What to work on ->
(a) In the text on encapsulated silicone, take the passage that begins at "Think of it" and ends after "and disturbingly lifelike.", and write it out again with "outer skin" substituted for "epidermis".
(b) Answer these questions from the text on encapsulated silicone:
(i) What does the abbreviation DRF stand for?
(ii) Which three props are named as often provoking the same reaction?
(iii) What two substances are said to subtly dissolve away the outer membrane?
(c) Summarize the text on encapsulated silicone in two sentences.

Text provided ->
..............................

SYSTEM NOTE: REALISM THRESHOLD BREACH

Inside the DRF (Dimply Research Facility), one question repeatedly echoes down the corridor:

Why does this feel so real?

Whether it’s a severed nose, a crawling leech, or a whole set of handmade intestines, our props often provoke the same reaction:

  • 👀 “Wait, is that… real?”

  • 🤢 “Ew, it’s squishy.”

  • 😂 “I hate how much I love this.”

This uncanny reaction is intentional, and it’s largely thanks to one technique:

Encapsulated Silicone.


What Is Encapsulated Silicone?

Think of it like a skin suit for silicone.

Encapsulation is the process of wrapping a soft medical grade silicone core inside an ultra-thin cap plastic barrier layer. This outer membrane behaves like epidermis, subtly dissolved away with isopropyl alcohol or acetone, while the interior remains soft, squishy, and disturbingly lifelike. 

It’s a layered system that allows us to replicate a real wound or skin addition, as if it was actually emerging from real skin.

..............................

Extracted data ->
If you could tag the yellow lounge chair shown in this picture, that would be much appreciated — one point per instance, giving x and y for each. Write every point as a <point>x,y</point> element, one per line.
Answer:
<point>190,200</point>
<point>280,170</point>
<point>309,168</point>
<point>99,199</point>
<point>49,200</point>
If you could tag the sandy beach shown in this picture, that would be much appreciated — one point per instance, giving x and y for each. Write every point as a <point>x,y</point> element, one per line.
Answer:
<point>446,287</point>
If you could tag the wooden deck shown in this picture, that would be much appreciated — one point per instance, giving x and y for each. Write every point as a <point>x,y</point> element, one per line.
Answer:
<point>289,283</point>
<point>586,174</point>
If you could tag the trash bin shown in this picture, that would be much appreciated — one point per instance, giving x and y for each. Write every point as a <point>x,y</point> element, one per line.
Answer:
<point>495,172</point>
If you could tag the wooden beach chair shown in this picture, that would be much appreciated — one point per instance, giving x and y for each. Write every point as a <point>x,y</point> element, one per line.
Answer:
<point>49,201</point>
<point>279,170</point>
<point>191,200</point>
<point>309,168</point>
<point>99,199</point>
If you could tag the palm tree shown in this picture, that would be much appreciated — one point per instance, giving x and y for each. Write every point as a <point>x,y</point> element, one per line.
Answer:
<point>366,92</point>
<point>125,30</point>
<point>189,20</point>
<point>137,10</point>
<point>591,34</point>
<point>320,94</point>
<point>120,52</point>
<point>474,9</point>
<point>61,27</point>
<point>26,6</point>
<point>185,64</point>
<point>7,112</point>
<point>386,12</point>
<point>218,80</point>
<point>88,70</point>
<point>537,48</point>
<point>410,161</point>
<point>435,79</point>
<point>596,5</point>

..............................

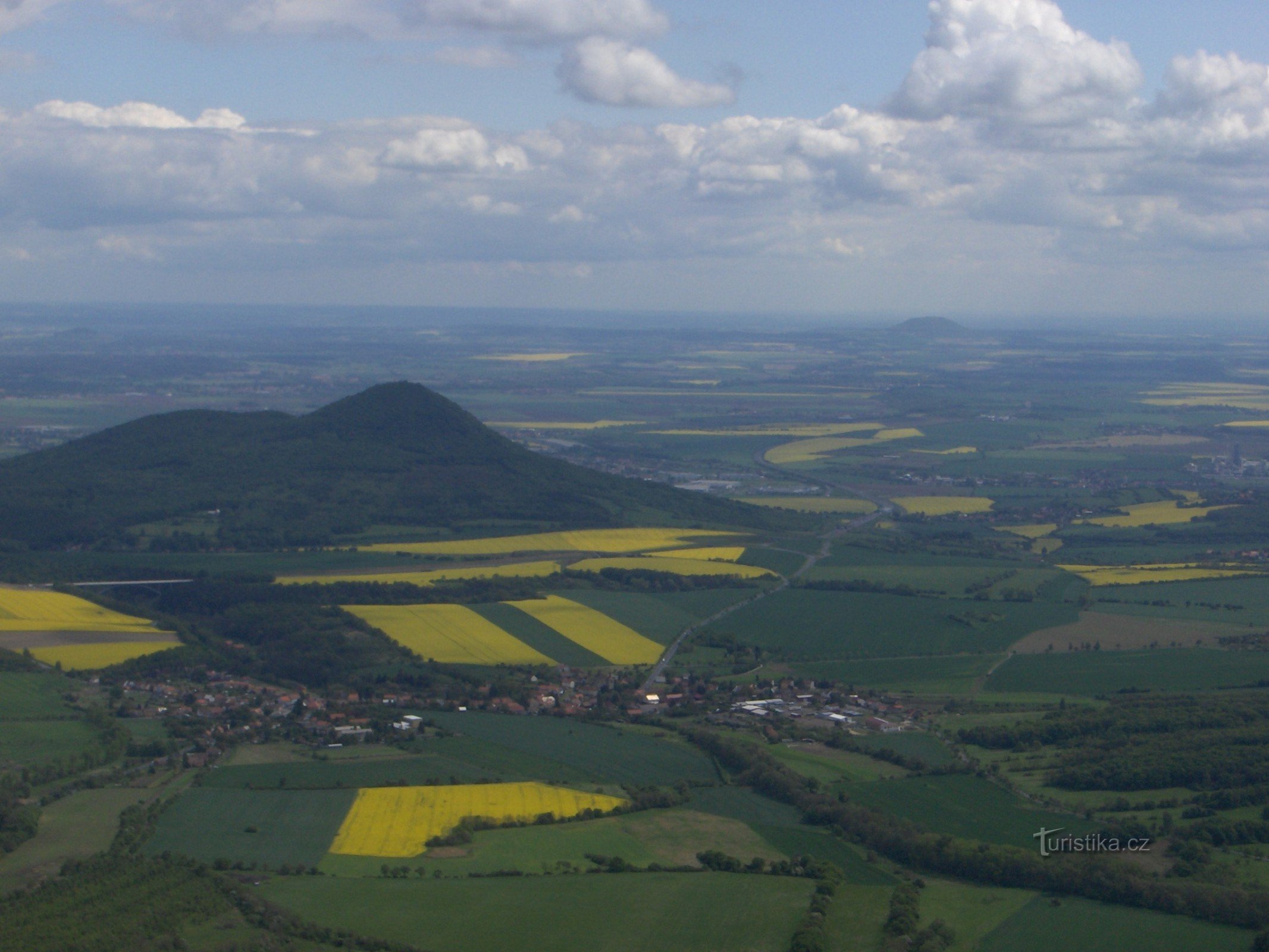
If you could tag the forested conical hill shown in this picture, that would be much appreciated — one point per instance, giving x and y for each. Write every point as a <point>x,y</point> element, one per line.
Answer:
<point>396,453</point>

..............................

Outputs in order ->
(a)
Think of it like a skin suit for silicone.

Encapsulation is the process of wrapping a soft medical grade silicone core inside an ultra-thin cap plastic barrier layer. This outer membrane behaves like outer skin, subtly dissolved away with isopropyl alcohol or acetone, while the interior remains soft, squishy, and disturbingly lifelike.

(b)
(i) Dimply Research Facility
(ii) A severed nose, a crawling leech, and a whole set of handmade intestines
(iii) Isopropyl alcohol and acetone

(c) Props made at the Dimply Research Facility often make people ask whether they are real, a deliberate effect owed largely to a technique called encapsulated silicone. The process wraps a soft medical grade silicone core inside an ultra-thin cap plastic barrier layer that behaves like skin, creating a layered system that lets a wound or skin addition look as if it were emerging from real skin.